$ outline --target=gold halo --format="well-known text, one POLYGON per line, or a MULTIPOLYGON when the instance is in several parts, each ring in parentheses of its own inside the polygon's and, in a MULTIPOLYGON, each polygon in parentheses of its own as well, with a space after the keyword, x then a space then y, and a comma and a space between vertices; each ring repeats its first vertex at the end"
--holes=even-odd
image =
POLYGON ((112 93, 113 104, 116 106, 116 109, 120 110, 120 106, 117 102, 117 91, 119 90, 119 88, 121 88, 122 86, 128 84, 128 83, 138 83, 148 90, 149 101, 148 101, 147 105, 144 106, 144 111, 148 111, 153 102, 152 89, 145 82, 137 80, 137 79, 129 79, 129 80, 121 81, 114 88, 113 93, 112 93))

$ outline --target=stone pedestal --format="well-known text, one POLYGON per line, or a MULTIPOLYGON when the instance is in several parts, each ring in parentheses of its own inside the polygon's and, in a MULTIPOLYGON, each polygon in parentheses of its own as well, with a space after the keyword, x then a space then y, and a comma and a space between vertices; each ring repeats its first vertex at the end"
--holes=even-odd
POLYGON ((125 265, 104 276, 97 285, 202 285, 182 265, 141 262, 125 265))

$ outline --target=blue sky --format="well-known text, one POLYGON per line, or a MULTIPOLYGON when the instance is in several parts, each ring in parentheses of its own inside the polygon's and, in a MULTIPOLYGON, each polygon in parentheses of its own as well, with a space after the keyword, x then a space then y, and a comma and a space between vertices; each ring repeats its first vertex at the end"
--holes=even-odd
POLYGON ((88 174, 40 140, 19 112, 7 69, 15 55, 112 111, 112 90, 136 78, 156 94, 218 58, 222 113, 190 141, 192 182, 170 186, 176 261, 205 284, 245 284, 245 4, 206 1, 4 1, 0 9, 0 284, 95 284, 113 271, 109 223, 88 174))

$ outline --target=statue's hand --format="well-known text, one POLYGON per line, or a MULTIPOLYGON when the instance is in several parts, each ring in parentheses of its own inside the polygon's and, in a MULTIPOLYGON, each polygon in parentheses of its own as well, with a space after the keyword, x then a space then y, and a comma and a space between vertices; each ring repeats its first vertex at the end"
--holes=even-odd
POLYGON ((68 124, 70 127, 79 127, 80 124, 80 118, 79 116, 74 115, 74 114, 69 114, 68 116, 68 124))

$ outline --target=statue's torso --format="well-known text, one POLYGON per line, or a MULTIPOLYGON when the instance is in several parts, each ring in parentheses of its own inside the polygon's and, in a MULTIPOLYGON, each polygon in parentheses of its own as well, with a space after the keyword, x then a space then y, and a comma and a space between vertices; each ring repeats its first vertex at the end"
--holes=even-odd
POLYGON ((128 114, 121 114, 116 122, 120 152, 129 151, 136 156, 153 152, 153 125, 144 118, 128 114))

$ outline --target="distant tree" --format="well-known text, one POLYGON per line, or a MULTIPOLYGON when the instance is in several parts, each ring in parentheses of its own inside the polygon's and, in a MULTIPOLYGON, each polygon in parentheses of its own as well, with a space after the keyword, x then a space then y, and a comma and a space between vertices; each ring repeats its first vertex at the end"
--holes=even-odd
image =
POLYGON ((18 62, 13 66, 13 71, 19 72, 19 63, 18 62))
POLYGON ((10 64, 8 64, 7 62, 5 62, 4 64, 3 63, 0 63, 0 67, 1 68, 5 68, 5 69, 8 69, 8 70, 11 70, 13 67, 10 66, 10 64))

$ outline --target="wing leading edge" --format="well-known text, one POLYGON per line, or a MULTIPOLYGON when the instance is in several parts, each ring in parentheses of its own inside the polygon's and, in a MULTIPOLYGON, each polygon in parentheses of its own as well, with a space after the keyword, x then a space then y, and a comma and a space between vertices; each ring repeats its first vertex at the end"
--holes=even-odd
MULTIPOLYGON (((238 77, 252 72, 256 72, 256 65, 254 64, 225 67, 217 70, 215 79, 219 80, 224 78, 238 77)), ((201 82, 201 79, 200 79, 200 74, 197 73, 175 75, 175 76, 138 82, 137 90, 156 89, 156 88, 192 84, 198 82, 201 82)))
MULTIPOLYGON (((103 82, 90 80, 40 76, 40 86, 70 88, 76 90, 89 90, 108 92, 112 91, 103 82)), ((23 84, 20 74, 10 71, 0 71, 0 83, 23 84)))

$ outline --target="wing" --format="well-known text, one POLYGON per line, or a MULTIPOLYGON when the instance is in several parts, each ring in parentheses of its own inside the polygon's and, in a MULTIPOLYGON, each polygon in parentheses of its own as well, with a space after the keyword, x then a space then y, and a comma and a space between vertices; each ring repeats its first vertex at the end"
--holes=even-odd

□ □ □ □ □ □ □

Rewrite every one of the items above with each "well-known text" changed to "WKT" and nothing else altered.

TASK SOLUTION:
$ outline --target=gold halo --format="WKT, one POLYGON per line, or a MULTIPOLYGON when the instance is in several parts, each ring in parentheses of its own inside the polygon's and, in a MULTIPOLYGON, each polygon in parentheses of its own as well, with a space after the keyword, x then a space then y, and a comma and a space between vertices; each ring repeats its first vertex at the end"
--holes=even-odd
image =
POLYGON ((112 93, 113 104, 116 106, 116 109, 120 110, 120 106, 117 102, 117 91, 119 90, 119 88, 121 88, 122 86, 128 84, 128 83, 138 83, 148 90, 149 101, 148 101, 147 105, 144 106, 144 111, 148 111, 153 102, 152 89, 145 82, 137 80, 137 79, 129 79, 129 80, 121 81, 114 88, 113 93, 112 93))

$ outline --target=stone pedestal --format="WKT, one POLYGON per line, or a MULTIPOLYGON when the instance is in several parts, each ring in parentheses of its own inside the polygon's and, in a MULTIPOLYGON, each polygon in parentheses of its own as well, with a space after the keyword, x then a space then y, and a comma and a space between vertices; each ring repeats its first vertex at the end"
--holes=even-odd
POLYGON ((125 265, 104 276, 97 285, 202 285, 182 265, 141 262, 125 265))

$ outline --target=blue sky --format="WKT, one POLYGON per line, or a MULTIPOLYGON when the instance is in several parts, each ring in parentheses of its own inside the polygon's and, in a MULTIPOLYGON, each polygon in parentheses of its own as well, with a space after the keyword, x then a space then y, and a comma and a space between vertices; each ring repeats its first vertex at the end"
--holes=even-odd
POLYGON ((88 174, 40 140, 19 112, 7 69, 15 55, 112 111, 112 90, 136 78, 156 94, 218 58, 222 113, 190 141, 192 182, 170 186, 176 261, 205 284, 245 284, 245 4, 206 1, 4 1, 0 9, 0 284, 95 284, 113 271, 109 223, 88 174))

$ outline --target=statue's hand --format="WKT, one POLYGON per line, or a MULTIPOLYGON when the instance is in several parts, each ring in parentheses of its own inside the polygon's and, in a MULTIPOLYGON, each polygon in parentheses of its own as well, with a space after the keyword, x then a space then y, and a comma and a space between vertices; each ring repeats its first vertex at the end"
--holes=even-odd
POLYGON ((68 124, 70 127, 79 127, 80 124, 80 118, 79 116, 74 115, 74 114, 69 114, 68 116, 68 124))

$ outline --target=statue's torso --format="WKT, one POLYGON per line, or a MULTIPOLYGON when the instance is in several parts, each ring in parentheses of its own inside the polygon's and, in a MULTIPOLYGON, each polygon in parentheses of its own as well, with a space after the keyword, x then a space then y, and a comma and a space between vertices; each ring repeats its first vertex at the end"
--holes=even-odd
POLYGON ((128 114, 121 114, 116 122, 120 152, 129 151, 136 156, 153 152, 153 125, 144 118, 128 114))

$ outline --target="distant tree" --format="WKT, one POLYGON per line, or a MULTIPOLYGON when the instance is in several parts, each ring in parentheses of its own inside the polygon's and, in a MULTIPOLYGON, each polygon in parentheses of its own as well, with a space after the keyword, x then a space then y, and a comma and a space between vertices; each ring repeats its first vertex at the end"
--holes=even-odd
image =
POLYGON ((18 62, 13 66, 13 71, 19 72, 19 63, 18 62))
POLYGON ((10 64, 8 64, 7 62, 5 62, 4 64, 3 63, 0 63, 0 67, 1 68, 5 68, 5 69, 8 69, 8 70, 11 70, 13 67, 10 66, 10 64))

$ outline --target="wing leading edge" --format="WKT, one POLYGON per line, or a MULTIPOLYGON when the instance is in several parts, each ring in parentheses of its own inside the polygon's and, in a MULTIPOLYGON, each polygon in parentheses of its own as well, with a space after the keyword, x then a space then y, and a comma and a space between vertices; each ring repeats its first vertex at the end"
--holes=even-odd
MULTIPOLYGON (((238 77, 252 72, 256 72, 256 65, 254 64, 225 67, 217 70, 215 79, 219 80, 224 78, 238 77)), ((201 82, 201 79, 200 79, 200 74, 197 73, 175 75, 175 76, 138 82, 137 90, 156 89, 156 88, 192 84, 198 82, 201 82)))
MULTIPOLYGON (((103 82, 90 80, 40 76, 40 86, 70 88, 76 90, 89 90, 108 92, 112 91, 103 82)), ((23 84, 20 74, 10 71, 0 71, 0 83, 23 84)))

$ outline --target="wing" --format="WKT, one POLYGON per line, or a MULTIPOLYGON when the instance is in several parts, each ring in parentheses of its own inside the polygon's and, in a MULTIPOLYGON, each polygon in parentheses of its own as well, with a space after the keyword, x then a space then y, and a comma and a space between vertices; each ring repeats its first vertex at the end"
--holes=even-odd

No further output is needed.